Document excerpt:
..........
F&D



I think Greg and Colin have departed somewhat from the Decearteau -
Foucault thing, but, hey, that's cool. I think I'll call this thread
subject: F&D, so if people want to respond to it, they won't get mixed up
with G&C's lively debate.

Last thing I knew, Davikar wrote:

"a very good summary of DC's intent vis-a-vis F. How would you define
narratives versus discourse ?"

divakar

Hmmmmm.......

well, it's always difficult to compare terms across theoretical systems, so
I'll try to define some key problems that might make support a more careful
comparison. (please colin don't flame my ass)
..........
Material for this task:
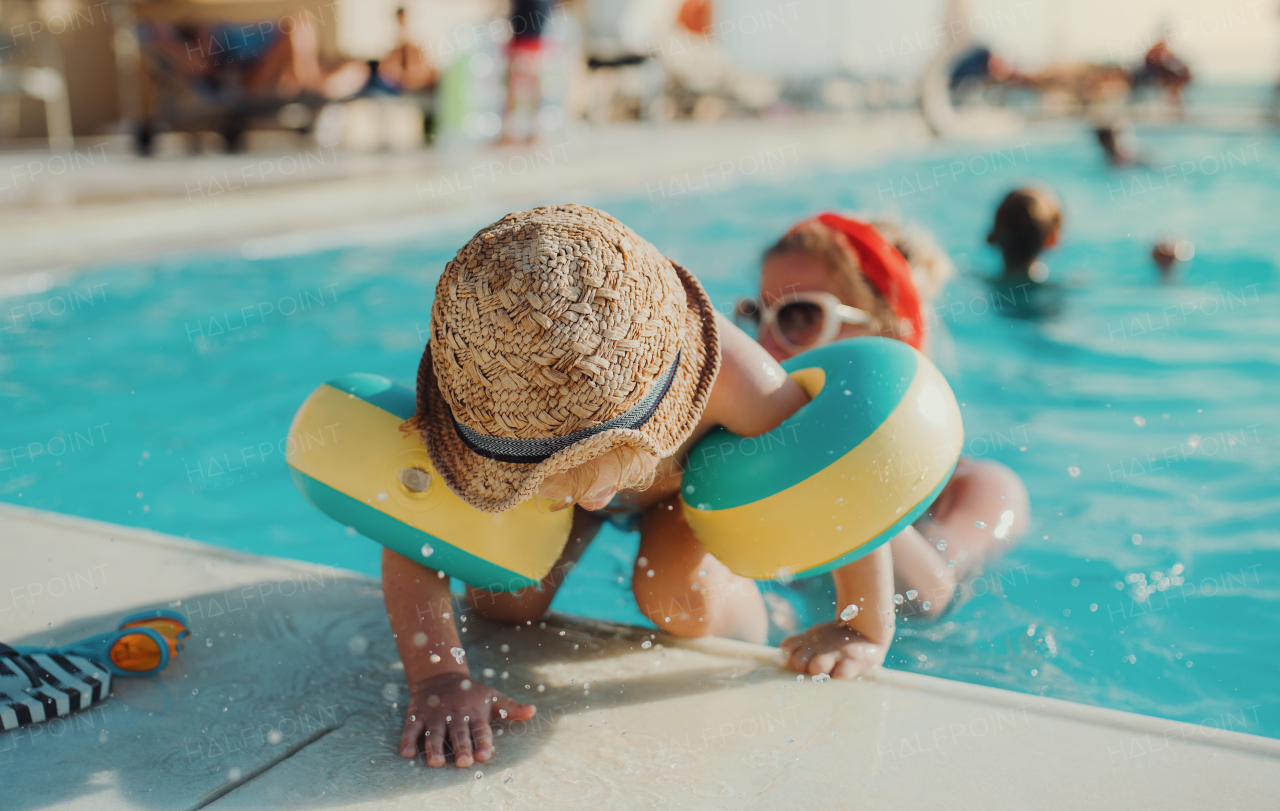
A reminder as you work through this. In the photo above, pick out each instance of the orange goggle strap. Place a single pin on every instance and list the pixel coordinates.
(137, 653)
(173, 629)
..........
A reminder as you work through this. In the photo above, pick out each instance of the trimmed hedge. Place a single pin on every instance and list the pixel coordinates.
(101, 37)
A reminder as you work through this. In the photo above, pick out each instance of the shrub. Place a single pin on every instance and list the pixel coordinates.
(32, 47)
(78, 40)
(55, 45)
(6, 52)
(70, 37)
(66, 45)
..........
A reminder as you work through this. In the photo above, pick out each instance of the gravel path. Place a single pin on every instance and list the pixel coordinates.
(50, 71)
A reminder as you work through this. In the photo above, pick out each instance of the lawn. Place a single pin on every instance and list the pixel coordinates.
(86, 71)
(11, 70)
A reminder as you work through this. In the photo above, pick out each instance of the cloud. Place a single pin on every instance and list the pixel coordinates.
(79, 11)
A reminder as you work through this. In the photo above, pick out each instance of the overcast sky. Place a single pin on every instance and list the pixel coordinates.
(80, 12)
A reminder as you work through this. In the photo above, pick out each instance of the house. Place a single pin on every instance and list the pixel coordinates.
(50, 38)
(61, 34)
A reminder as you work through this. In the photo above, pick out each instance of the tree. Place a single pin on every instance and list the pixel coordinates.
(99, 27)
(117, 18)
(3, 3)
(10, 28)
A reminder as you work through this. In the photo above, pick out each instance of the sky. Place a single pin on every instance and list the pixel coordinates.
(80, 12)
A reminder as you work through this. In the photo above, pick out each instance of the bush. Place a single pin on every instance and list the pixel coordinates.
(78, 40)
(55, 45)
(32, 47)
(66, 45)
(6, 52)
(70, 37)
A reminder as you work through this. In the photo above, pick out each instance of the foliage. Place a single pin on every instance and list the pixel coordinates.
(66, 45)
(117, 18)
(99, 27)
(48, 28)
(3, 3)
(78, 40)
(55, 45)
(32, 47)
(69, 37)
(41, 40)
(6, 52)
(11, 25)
..........
Work to complete:
1 > Please repeat the F&D post between "I think Greg" and "Hmmmmm.......", inclusive.
2 > Tally the lines in the entries that contain the string "tree" and give only that number.

Solutions below:
1 >
I think Greg and Colin have departed somewhat from the Decearteau -
Foucault thing, but, hey, that's cool. I think I'll call this thread
subject: F&D, so if people want to respond to it, they won't get mixed up
with G&C's lively debate.

Last thing I knew, Davikar wrote:

"a very good summary of DC's intent vis-a-vis F. How would you define
narratives versus discourse ?"

divakar

Hmmmmm.......

2 > 1